TASK PROMPT
Give the listing again in full, exactly as written.

Recorded data
==================================================

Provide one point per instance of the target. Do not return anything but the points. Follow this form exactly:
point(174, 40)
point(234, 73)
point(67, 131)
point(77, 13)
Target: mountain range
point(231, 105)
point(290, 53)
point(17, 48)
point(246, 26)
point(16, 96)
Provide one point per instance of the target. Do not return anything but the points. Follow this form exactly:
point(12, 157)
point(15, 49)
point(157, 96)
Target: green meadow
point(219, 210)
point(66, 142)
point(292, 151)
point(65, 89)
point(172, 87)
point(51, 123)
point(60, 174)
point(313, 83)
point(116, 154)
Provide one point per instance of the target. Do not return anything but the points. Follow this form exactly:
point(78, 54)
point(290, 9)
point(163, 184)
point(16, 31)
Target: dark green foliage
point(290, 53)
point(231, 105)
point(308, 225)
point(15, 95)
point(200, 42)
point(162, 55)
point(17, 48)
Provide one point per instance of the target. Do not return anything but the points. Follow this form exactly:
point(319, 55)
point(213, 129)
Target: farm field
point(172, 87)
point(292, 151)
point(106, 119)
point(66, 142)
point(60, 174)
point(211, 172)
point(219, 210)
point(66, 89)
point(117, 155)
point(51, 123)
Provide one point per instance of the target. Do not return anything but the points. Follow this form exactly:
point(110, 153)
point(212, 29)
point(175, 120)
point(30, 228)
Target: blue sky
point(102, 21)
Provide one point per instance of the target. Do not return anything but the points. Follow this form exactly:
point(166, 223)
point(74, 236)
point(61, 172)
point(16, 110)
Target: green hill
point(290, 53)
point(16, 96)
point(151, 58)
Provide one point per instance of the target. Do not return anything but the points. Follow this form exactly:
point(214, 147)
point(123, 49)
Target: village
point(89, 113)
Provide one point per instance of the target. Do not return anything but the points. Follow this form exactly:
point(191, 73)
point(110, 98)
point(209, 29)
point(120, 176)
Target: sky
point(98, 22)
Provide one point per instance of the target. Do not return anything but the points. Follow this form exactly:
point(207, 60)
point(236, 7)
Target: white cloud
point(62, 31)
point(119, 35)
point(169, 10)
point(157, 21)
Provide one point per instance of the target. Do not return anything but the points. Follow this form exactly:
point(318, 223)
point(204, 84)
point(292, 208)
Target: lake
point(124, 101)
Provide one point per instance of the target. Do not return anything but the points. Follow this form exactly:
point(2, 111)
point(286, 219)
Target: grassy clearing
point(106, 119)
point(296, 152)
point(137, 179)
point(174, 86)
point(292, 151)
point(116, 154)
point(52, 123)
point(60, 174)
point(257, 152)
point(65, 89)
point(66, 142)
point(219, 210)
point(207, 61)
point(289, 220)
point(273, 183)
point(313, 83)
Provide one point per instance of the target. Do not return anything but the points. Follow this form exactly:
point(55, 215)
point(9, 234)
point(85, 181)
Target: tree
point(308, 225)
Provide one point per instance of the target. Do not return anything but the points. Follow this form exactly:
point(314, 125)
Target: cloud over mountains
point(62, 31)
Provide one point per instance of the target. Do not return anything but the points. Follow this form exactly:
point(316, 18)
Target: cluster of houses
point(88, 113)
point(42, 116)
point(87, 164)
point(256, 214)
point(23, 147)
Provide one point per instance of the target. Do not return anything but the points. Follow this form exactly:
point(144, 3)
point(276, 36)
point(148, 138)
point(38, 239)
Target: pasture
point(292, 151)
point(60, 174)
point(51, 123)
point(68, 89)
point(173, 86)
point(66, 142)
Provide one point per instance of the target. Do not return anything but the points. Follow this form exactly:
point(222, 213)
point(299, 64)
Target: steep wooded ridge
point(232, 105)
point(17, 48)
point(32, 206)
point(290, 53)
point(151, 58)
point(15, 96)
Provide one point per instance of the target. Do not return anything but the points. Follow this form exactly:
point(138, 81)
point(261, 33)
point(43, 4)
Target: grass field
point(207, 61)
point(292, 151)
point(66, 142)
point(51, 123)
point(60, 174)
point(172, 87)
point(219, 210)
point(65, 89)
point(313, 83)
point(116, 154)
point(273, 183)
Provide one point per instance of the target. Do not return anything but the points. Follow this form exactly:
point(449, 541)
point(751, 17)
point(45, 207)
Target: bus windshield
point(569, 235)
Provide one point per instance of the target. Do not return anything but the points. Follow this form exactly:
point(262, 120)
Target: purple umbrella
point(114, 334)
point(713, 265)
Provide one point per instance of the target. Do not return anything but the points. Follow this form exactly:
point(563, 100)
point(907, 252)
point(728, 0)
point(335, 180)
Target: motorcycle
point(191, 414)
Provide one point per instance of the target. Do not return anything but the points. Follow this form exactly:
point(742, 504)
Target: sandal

==================================================

ANSWER TO THE TASK
Provide one point per instance of the target. Do not return anything but the points. Follow this form exactly:
point(174, 40)
point(234, 73)
point(67, 131)
point(77, 13)
Target: mountain range
point(231, 105)
point(290, 53)
point(17, 48)
point(246, 26)
point(16, 96)
Provide one point per instance of the target. Do not return anything but the points. Follow this form exactly:
point(12, 157)
point(15, 49)
point(157, 96)
Target: green meadow
point(219, 210)
point(66, 142)
point(292, 151)
point(65, 89)
point(172, 87)
point(51, 123)
point(60, 174)
point(313, 83)
point(116, 154)
Provide one point per instance of the target. Do not return anything but the points. Follow this form exactly:
point(78, 54)
point(290, 9)
point(163, 184)
point(16, 31)
Target: dark green foliage
point(290, 53)
point(231, 105)
point(308, 225)
point(15, 95)
point(200, 42)
point(162, 55)
point(17, 48)
Provide one point per instance of the target. Do not return anything but the points. Follow this form exactly:
point(319, 55)
point(213, 129)
Target: farm field
point(172, 87)
point(292, 151)
point(106, 119)
point(66, 142)
point(60, 174)
point(211, 172)
point(219, 210)
point(66, 89)
point(117, 155)
point(51, 123)
Provide one point per instance of the target. Do not return anything but the points. Follow this form exactly:
point(110, 153)
point(212, 29)
point(175, 120)
point(30, 228)
Target: blue sky
point(102, 21)
Provide one point per instance of the target. Do not return anything but the points. Follow this form exactly:
point(166, 223)
point(74, 236)
point(61, 172)
point(16, 110)
Target: green hill
point(290, 53)
point(16, 96)
point(151, 58)
Provide one point per instance of the target. Do not return anything but the points. Follow this form exactly:
point(214, 147)
point(123, 49)
Target: village
point(89, 113)
Provide one point per instance of the target. Do not return anything but the points. Follow this form exactly:
point(191, 73)
point(110, 98)
point(209, 29)
point(120, 176)
Target: sky
point(98, 22)
Provide one point per instance of the target. Do not return anything but the points. Follow this form exactly:
point(207, 60)
point(236, 7)
Target: white cloud
point(62, 31)
point(119, 35)
point(169, 10)
point(157, 21)
Provide one point per instance of the target. Do not return anything but the points. Follow this form exactly:
point(318, 223)
point(204, 84)
point(292, 208)
Target: lake
point(124, 101)
Provide one point per instance of the target. Do not return anything but the points. Follow this form exactly:
point(2, 111)
point(286, 219)
Target: grassy clearing
point(106, 119)
point(296, 152)
point(137, 179)
point(174, 86)
point(292, 151)
point(116, 154)
point(52, 123)
point(60, 174)
point(257, 152)
point(65, 89)
point(66, 142)
point(219, 210)
point(207, 61)
point(289, 220)
point(273, 183)
point(313, 83)
Provide one point per instance of the target. Do not return anything but the points. Follow this form exactly:
point(55, 215)
point(9, 234)
point(85, 181)
Target: tree
point(308, 225)
Provide one point per instance of the target. Do not return anything but the points. Follow this form exactly:
point(314, 125)
Target: cloud over mountains
point(62, 31)
Provide one point per instance of the target. Do not return anything but the points. Follow this form exactly:
point(316, 18)
Target: cluster of houses
point(88, 113)
point(42, 116)
point(87, 164)
point(256, 214)
point(23, 147)
Provide one point per instance of the target. Do not return anything but the points. Follow this form exactly:
point(144, 3)
point(276, 36)
point(148, 138)
point(38, 239)
Target: pasture
point(292, 151)
point(60, 174)
point(51, 123)
point(68, 89)
point(173, 86)
point(66, 142)
Provide one point per instance of the target. Do not return anything but the points. Follow this form exactly:
point(222, 213)
point(299, 64)
Target: steep wooded ridge
point(232, 105)
point(17, 48)
point(32, 206)
point(290, 53)
point(151, 58)
point(15, 96)
Provide one point per instance of the target. Do not return anything but the points. Follow this form exactly:
point(138, 81)
point(261, 33)
point(43, 4)
Target: grass field
point(207, 61)
point(292, 151)
point(66, 142)
point(51, 123)
point(60, 174)
point(172, 87)
point(219, 210)
point(65, 89)
point(313, 83)
point(116, 154)
point(273, 183)
Provide one point per instance of the target. Do not return anything but the points. Follow this form exactly:
point(449, 541)
point(751, 17)
point(45, 207)
Target: bus windshield
point(569, 235)
Provide one point per instance of the target. Do not return anything but the points. Follow this form exactly:
point(262, 120)
Target: purple umbrella
point(114, 334)
point(713, 265)
Provide one point per instance of the target. Do not return anything but the points. Follow this form exactly:
point(563, 100)
point(907, 252)
point(728, 0)
point(335, 180)
Target: motorcycle
point(191, 414)
Provide one point per instance of the target. Do not return anything but the points. Follow this form exactly:
point(742, 504)
Target: sandal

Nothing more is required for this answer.